EXERCISE PASSAGE
Start of Block

Barnett focuses on crafting an emotional loyalty-based relationship with the customer, something he feels fuel and C-store loyalty programs don't properly use.
"[These] programs place almost exclusive focus on delivering rational, tangible value-like discounts, point-based rewards, and promotions," explains Barnett. "[They're] overlooking the important role of emotionally based program elements like soft benefits, surprise & delight, exclusive access, experiential rewards, and gamification."
For Macey, it’s about offering competitive rewards.
“This is increasingly important given the strong competition from grocery players, QSRs, and pure-play digital upstarts like GoPuff,” he says. “Customers have become accustomed to being rewarded well by leading programs and are likely to leave if your program’s rewards do not deliver comparable value.”
To put it simply, making your rewards competitive not only incentivizes customers to do business with your brand but eliminates competition in their minds, and retention should go up. Sydlik, Barnett, and Macey make it clear that brands must shift from a brand-first focus and go all-in on remembering the customer mindset and putting their emotions first.
Meaningful and Lasting Value
Sydlik believes that there are three approaches brands need to follow to drive meaningful and lasting customer value. First, streamlining enrollment and maximizing engagement by providing choice and flexibility in how customers interact with the brand will result in retaining more customers and build loyal behavior. Further, removing friction from the sign-up process increases program signups.

End of Block

YOUR TASKS
[1] Return the part of the loyalty program passage starting at "Barnett focuses on" and ending at "don't properly use.".
[2] Answer these questions from the loyalty program passage:
(a) Which pure-play digital upstart does Macey name as a competitor?
(b) According to Sydlik, what does removing friction from the sign-up process increase?
(c) On what do fuel and C-store programs place almost exclusive focus, according to Barnett?
These records were taken from a separate source.

Image-grounded pointing records
Start of Block

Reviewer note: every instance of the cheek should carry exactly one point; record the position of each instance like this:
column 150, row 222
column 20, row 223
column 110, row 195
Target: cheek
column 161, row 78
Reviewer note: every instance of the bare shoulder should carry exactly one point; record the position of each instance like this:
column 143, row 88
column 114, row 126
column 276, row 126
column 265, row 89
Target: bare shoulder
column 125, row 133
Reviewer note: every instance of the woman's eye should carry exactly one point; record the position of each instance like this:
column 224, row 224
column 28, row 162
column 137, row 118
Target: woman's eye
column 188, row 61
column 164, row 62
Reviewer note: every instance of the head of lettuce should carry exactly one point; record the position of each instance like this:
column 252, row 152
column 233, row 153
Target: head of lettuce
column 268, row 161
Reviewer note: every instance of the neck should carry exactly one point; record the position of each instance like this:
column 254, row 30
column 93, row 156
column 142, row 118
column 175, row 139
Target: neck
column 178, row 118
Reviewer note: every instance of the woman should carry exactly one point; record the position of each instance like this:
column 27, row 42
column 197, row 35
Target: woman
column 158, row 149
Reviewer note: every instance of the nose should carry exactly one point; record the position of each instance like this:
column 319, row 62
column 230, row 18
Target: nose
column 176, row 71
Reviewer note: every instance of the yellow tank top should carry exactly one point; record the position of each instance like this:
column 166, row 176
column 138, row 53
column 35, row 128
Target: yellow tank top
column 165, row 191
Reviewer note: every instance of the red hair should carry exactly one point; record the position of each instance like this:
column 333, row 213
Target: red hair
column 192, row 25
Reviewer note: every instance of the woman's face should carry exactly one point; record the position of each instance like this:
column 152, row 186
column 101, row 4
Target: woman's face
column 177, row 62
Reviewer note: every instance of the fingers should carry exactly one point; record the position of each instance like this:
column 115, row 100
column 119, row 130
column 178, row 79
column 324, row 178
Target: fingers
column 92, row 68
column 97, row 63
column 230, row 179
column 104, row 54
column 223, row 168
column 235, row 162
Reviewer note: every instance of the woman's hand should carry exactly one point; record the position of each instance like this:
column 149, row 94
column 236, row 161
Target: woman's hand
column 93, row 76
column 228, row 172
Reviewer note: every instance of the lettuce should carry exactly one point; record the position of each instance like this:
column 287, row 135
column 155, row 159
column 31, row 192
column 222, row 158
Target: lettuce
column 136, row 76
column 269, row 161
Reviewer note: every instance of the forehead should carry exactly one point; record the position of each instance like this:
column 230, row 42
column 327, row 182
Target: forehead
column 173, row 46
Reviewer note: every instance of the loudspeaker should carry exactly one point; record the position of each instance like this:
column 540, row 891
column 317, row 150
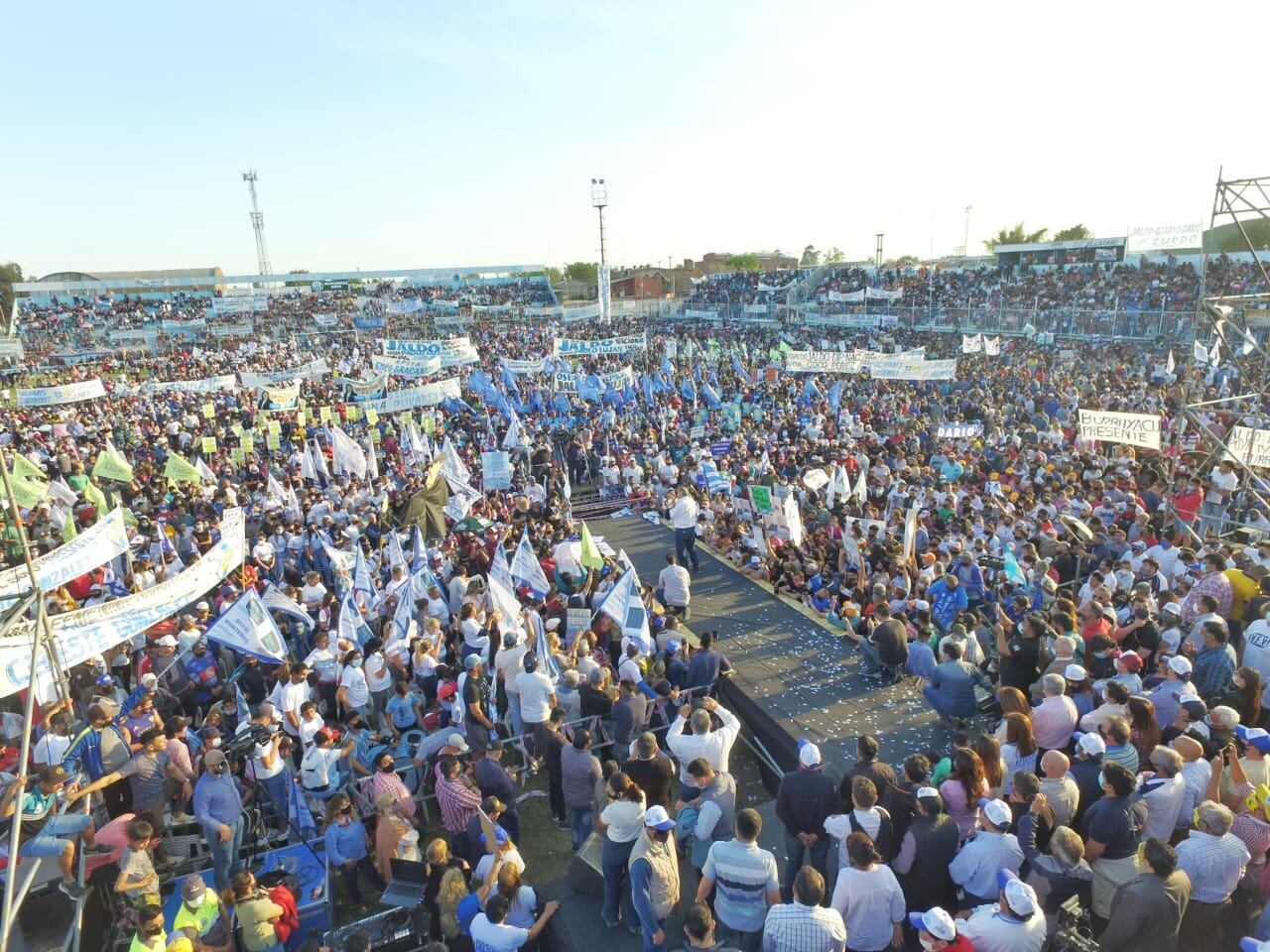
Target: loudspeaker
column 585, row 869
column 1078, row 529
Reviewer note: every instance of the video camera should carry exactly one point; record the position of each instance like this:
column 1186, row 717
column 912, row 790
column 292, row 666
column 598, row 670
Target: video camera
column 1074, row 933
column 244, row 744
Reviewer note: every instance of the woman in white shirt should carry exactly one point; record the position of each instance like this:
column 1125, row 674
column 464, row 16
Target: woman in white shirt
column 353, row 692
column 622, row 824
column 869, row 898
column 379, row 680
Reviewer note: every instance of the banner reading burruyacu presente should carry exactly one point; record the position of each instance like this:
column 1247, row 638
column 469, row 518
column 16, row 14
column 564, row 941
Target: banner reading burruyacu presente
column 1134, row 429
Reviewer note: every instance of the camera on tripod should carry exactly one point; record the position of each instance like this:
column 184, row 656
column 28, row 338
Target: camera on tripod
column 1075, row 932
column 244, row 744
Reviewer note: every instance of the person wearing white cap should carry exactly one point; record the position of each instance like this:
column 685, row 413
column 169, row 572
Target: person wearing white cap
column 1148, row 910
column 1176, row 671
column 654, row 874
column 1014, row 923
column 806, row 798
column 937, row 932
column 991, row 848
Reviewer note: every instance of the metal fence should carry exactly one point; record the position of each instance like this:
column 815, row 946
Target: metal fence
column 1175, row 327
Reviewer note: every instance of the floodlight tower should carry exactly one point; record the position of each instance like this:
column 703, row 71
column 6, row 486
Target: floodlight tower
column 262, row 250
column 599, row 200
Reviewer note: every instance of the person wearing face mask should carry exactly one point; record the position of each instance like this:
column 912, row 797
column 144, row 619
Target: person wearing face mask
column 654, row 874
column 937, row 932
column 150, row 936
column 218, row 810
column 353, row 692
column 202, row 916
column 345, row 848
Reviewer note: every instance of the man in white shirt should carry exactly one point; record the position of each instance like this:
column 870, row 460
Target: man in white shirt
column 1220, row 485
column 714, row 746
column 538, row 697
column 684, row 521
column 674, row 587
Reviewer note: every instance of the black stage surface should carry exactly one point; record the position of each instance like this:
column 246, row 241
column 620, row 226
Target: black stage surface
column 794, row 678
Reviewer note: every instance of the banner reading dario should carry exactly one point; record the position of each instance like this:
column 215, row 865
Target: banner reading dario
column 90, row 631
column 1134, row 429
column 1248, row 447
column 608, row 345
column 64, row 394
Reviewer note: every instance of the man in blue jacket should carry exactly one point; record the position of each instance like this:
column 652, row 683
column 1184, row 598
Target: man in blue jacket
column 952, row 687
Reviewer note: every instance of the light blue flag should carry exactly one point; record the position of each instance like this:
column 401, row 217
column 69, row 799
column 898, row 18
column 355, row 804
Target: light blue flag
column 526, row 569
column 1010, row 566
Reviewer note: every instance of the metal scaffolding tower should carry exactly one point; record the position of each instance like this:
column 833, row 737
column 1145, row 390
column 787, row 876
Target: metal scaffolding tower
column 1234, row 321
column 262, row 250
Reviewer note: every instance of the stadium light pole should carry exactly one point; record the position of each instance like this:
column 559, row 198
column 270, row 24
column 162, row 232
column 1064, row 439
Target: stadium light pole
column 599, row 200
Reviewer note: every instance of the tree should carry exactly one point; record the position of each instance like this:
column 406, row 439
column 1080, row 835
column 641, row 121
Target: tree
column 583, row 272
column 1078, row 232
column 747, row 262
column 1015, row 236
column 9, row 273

End of Block

TASK-BY-TASK RESULTS
[1]
Barnett focuses on crafting an emotional loyalty-based relationship with the customer, something he feels fuel and C-store loyalty programs don't properly use.

[2]
(a) GoPuff
(b) Program signups
(c) Delivering rational, tangible value, like discounts, point-based rewards, and promotions